What is needed:
From the records below, count the lines containing the word "Drop" and give only that number.

Records provided:
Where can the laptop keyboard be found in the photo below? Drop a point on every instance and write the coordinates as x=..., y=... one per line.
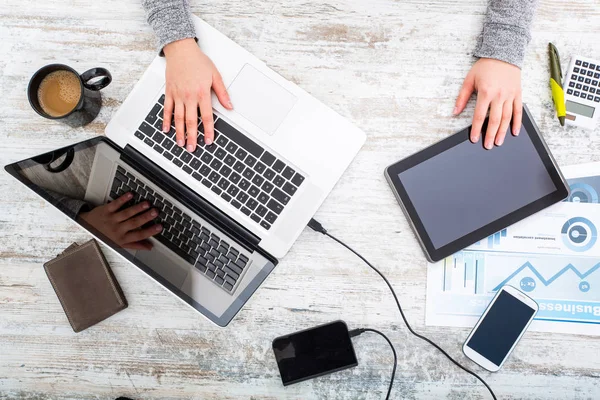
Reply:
x=218, y=259
x=236, y=168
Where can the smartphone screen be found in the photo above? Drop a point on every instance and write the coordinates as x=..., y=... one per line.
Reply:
x=314, y=352
x=501, y=327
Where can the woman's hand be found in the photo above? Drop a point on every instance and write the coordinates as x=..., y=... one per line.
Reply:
x=124, y=227
x=190, y=76
x=498, y=87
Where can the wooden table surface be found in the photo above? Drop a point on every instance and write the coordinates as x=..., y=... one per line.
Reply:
x=394, y=69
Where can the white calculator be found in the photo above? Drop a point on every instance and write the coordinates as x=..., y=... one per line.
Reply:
x=582, y=92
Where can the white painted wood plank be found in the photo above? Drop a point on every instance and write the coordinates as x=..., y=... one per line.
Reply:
x=393, y=68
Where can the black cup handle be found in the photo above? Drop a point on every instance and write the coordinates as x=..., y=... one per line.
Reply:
x=96, y=73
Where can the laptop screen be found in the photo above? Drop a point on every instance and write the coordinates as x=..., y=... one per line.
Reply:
x=115, y=198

Response below:
8